▶ _STATED PROBLEM_: Write out the rows verbatim from their first line through the line containing "[[50,96],[41,125],[64,136],[80,122],[69,99]]", including that line.

[Data items]
○ ○ ○ ○

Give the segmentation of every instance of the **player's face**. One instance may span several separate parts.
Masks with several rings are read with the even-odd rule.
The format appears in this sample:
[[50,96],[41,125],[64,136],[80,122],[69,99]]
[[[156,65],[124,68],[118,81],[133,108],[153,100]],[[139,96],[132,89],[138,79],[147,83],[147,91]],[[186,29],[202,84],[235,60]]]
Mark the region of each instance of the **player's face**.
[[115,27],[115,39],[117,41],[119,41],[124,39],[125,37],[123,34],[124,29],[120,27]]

○ ○ ○ ○

▶ _FINISHED ANSWER_:
Give the segmentation of every instance of the **player's face**. One instance may span several separate parts.
Masks with several rings are read with the even-odd rule.
The format appears in this sample:
[[50,96],[41,125],[64,136],[80,122],[69,99]]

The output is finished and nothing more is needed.